── Extrait fourni
# demarrage par mac-boot



## HRParis (1 Février 2006)

Bonjour,

à chaque demarrage de mon iBook G4 (1GHz, 640 Mo, de fin 2003) un écran gris de "Open Firmware" s'affiche qui me demande : "to continue booting, type mac-boot and press return". Si je le fait, le démarrage de mon iBook continue. Cependant, à la longue c'est un peu ennuyeux de retaper cette commande.
Que dois je faire pour que le iBook démarre "normalement" de nouveau?
Sur le site d'Apple, on me conseile de réinitialiser la PRAM (ce que j'ai fait), de réinitialiser les réglages de Open Firmware par "reset-nvram" et "reset-all" (ce que j'ai fait aussi) ou de réinitialiser l'unité de gestion d'énergie (c'est fait aussi).
Malgré tout cela, toujours mon écran gris avec la demande : "to continue booting ..."    

Qui a une idée de ce qui se passe dans mon iBook?

Merci pour votre aide !


----------



## Zeusviper (2 Février 2006)

essaie de démarrer volontairement sur open firmware en maintenant pomme option O et F au démarrage.
────
Consigne écrite: Prolongez, s'il vous plaît, la discussion sur le démarrage de l'iBook à partir de son dernier message. Les données qui suivent n'ont aucun rapport avec la discussion sur le démarrage de l'iBook.
── Données
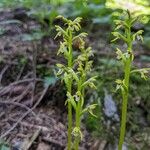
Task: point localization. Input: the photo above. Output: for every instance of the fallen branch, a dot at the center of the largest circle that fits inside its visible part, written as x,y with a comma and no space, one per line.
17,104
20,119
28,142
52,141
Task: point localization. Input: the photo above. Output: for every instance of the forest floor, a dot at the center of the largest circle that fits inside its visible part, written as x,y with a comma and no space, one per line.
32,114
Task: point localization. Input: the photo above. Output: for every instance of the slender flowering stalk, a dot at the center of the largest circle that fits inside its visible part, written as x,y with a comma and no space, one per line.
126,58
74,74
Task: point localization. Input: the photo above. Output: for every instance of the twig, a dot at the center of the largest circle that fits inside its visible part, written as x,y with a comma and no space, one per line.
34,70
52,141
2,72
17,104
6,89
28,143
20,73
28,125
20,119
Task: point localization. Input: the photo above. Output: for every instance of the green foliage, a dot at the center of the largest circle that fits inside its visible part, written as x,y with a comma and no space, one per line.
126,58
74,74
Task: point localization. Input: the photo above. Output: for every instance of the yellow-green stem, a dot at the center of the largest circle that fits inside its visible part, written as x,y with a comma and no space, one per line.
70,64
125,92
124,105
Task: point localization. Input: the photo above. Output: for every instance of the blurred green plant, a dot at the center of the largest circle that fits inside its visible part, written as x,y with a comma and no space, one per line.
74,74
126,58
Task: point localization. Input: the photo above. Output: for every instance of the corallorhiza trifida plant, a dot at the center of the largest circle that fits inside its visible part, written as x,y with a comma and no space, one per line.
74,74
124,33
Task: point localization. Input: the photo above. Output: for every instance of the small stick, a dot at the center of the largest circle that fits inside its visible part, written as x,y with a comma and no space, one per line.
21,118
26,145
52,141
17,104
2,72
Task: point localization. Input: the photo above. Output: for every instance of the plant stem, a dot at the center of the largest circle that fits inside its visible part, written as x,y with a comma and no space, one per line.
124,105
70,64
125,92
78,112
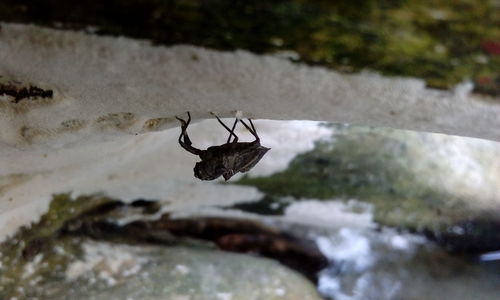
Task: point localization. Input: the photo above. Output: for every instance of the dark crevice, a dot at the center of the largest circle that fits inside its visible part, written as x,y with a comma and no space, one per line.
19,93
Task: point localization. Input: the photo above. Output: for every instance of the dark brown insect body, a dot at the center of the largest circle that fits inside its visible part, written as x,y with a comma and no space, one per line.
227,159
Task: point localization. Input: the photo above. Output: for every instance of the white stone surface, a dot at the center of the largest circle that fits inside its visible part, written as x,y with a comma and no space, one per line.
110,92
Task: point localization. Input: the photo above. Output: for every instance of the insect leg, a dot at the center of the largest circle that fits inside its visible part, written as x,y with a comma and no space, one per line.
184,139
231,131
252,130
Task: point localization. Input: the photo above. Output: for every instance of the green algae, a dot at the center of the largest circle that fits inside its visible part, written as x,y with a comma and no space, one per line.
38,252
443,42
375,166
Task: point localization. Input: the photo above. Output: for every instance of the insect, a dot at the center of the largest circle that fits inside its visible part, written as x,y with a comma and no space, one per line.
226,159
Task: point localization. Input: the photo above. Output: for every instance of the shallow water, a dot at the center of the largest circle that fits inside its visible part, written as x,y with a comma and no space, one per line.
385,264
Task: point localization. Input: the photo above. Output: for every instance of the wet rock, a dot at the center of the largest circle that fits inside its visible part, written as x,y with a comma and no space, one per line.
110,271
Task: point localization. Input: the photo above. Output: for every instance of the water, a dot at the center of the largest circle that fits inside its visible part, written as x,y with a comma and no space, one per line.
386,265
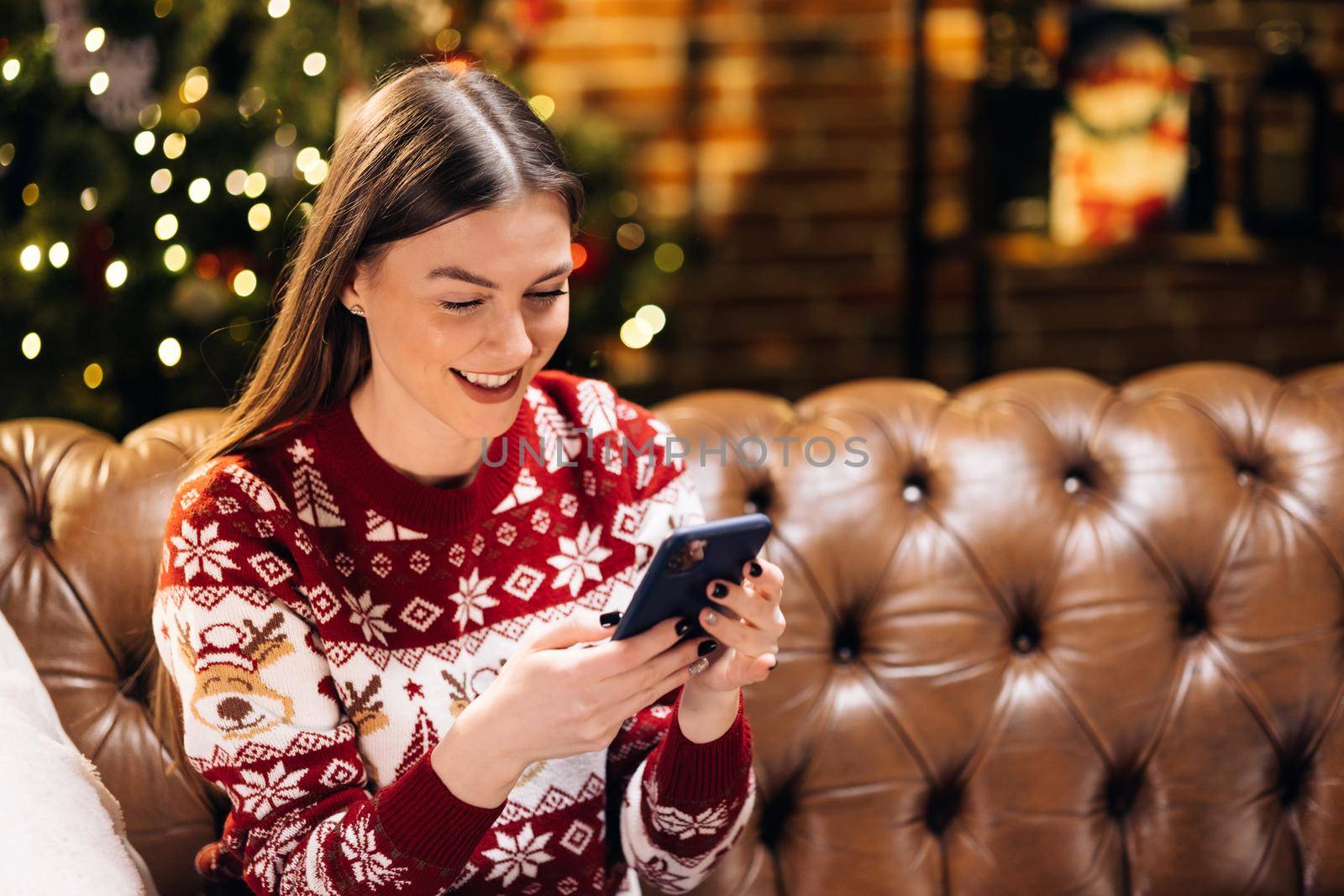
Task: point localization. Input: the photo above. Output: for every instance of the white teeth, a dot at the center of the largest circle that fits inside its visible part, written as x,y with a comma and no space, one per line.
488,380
────
── Données
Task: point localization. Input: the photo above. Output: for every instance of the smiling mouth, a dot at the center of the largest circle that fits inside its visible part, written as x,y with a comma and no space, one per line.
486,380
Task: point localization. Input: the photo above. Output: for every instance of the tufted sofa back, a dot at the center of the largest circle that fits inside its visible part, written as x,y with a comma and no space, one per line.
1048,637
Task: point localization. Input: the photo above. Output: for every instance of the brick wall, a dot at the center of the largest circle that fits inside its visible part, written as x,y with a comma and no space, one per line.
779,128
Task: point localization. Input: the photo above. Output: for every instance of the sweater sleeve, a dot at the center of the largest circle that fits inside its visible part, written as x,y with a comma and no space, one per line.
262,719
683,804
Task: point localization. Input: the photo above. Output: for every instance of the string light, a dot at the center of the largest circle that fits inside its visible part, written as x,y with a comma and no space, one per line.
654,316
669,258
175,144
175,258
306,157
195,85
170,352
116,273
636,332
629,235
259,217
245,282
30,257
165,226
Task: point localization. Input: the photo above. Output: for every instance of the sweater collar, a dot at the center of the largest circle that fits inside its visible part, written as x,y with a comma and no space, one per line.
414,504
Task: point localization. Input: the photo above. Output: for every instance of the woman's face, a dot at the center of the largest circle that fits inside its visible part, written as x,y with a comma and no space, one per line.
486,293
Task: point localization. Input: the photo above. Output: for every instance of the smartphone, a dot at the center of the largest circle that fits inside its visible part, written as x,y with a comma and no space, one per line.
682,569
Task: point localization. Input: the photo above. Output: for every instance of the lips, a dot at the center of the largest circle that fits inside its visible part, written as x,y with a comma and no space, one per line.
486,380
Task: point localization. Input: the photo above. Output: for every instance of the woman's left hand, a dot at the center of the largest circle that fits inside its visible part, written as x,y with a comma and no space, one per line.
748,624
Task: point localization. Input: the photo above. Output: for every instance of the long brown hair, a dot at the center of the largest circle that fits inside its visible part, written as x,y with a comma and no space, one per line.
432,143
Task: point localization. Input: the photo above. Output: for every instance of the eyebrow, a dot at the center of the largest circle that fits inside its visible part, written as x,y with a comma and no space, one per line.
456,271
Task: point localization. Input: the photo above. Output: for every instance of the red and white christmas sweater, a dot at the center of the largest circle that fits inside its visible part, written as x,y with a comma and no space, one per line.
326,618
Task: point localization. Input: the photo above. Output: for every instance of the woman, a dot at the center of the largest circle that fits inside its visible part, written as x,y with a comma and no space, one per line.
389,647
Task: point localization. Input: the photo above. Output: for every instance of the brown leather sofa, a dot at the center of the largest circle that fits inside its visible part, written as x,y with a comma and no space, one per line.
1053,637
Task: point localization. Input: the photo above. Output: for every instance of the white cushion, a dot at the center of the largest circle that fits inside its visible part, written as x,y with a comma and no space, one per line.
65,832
────
Réponse attendue:
et quadn tu es sur la page, tape les commandes suivantes : 
reset-nvram
set-defaults
reset-all

puis mac-boot (si il ne le fait pas tt seul)

si ca ne marche tjrs pas au redémarrage suivant, essaie de taper dans l'open firmware
setenv auto-boot? false
setenv auto-boot? true

puis mac-boot

si ca ne marche toujours pas, ben.... désolé!  

++


----------



## HRParis (3 Février 2006)

Zeusviper a dit:
			
		

> si ca ne marche tjrs pas au redémarrage suivant, essaie de taper dans l'open firmware
> setenv auto-boot? false
> setenv auto-boot? true
> 
> ...




Bonjour,

cette solution a parfaitement marché  

Merci beaucoup !!!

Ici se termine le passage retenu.